══ Excerpted text ══
# Order received from ginger nuts a massive thanks



## steview (Sep 23, 2010)

A massive thanks to Ryan and the team for uber fast delivery 24 hours from ordering. All items well packaged and thanks for the sample couldn't recommend them enough here's my first order can't wait to use them 👍


----------



## GNshaving (Feb 13, 2014)

steview said:


> A massive thanks to Ryan and the team for uber fast delivery 24 hours from ordering. All items well packaged and thanks for the sample couldn't recommend them enough here's my first order can't wait to use them 👍


Awesome mate! Glad it all turned up fine, hope you like them! Thanks for the great review, much appreciated.... :thumb:


----------



## GNshaving (Feb 13, 2014)

Have you tried any of the products yet mate? Be nice to see what you think of them


----------



## steview (Sep 23, 2010)

So I've used the gentleman summer twice now mate and really pleased with it beard feels a lot softer. Smells grey I can't put my finger on the scent but I love it. Love the pipette makes getting out of the bottle so you don't over use the product plus only a tiny amount is needed. Presentation is a great love the little drawstring bags nice little touch. Very happy customer


----------



## Samba1360 (Jun 3, 2012)

Ordered a couple of times myself and found them perfect and fast.


----------



## GNshaving (Feb 13, 2014)

steview said:


> So I've used the gentleman summer twice now mate and really pleased with it beard feels a lot softer. Smells grey I can't put my finger on the scent but I love it. Love the pipette makes getting out of the bottle so you don't over use the product plus only a tiny amount is needed. Presentation is a great love the little drawstring bags nice little touch. Very happy customer


Great stuff Steve, really glad you are happy with the beard oil! Yeah they smell awesome! Thanks again...


----------



## GNshaving (Feb 13, 2014)

Samba1360 said:


> Ordered a couple of times myself and found them perfect and fast.


Thanks very much :thumb:


----------



## Mike_Wizz (Aug 5, 2013)

Got my strop today  really nice quality seems to work well... not that I know much about it


----------



## GNshaving (Feb 13, 2014)

Great stuff Mike. Yes it's awesome quality and make to last not like some of the cheap ones on ebay ect...
have a look on YouTube there are some great information videos on there mate


----------



## GNshaving (Feb 13, 2014)

Steve, you know you said there was a problem with our website and your ipad.Can you have a look if it's working now on your ipad as we think that the problem has now been fixed.Thanks Ryan


----------



## steview (Sep 23, 2010)

Much better mate sorry for the slow reply


----------



## GNshaving (Feb 13, 2014)

Awesome thanks mate  no problems.


----------
═══
══ Dataset entries ══
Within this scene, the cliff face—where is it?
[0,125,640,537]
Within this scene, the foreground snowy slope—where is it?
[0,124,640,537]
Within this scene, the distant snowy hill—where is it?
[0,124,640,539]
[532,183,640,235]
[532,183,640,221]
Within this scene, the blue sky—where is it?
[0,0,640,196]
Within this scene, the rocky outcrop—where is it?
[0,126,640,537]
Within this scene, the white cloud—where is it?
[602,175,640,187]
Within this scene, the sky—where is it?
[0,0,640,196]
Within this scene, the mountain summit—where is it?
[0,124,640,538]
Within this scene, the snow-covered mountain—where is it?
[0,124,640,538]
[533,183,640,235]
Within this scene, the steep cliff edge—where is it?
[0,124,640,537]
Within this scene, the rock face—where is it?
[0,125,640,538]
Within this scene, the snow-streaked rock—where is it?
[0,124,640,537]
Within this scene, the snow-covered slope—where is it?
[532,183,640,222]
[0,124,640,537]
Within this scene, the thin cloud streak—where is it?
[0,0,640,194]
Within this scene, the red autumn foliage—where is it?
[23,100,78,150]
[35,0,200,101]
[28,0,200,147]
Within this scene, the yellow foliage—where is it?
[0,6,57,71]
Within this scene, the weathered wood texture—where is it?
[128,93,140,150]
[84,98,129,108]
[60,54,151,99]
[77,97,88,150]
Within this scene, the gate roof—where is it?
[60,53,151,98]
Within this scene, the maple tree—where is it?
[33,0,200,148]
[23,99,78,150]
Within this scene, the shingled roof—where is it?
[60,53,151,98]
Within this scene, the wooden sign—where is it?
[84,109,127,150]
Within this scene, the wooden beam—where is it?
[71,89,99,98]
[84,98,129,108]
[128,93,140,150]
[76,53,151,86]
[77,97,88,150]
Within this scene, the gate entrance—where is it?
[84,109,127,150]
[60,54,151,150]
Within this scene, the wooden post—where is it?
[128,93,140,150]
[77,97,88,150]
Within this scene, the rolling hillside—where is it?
═══
- To do:
A) Answer these questions from the forum thread:
(i) How soon after ordering did steview's delivery arrive?
(ii) Which product had steview used twice?
(iii) What did Mike_Wizz receive?
B) Duplicate everything in the forum thread from "## Mike_Wizz (Aug" down to "on ebay ect...".

- Answer list:
A)
(i) 24 hours
(ii) The gentleman summer beard oil
(iii) His strop

B)
## Mike_Wizz (Aug 5, 2013)

Got my strop today  really nice quality seems to work well... not that I know much about it


----------



## GNshaving (Feb 13, 2014)

Great stuff Mike. Yes it's awesome quality and make to last not like some of the cheap ones on ebay ect...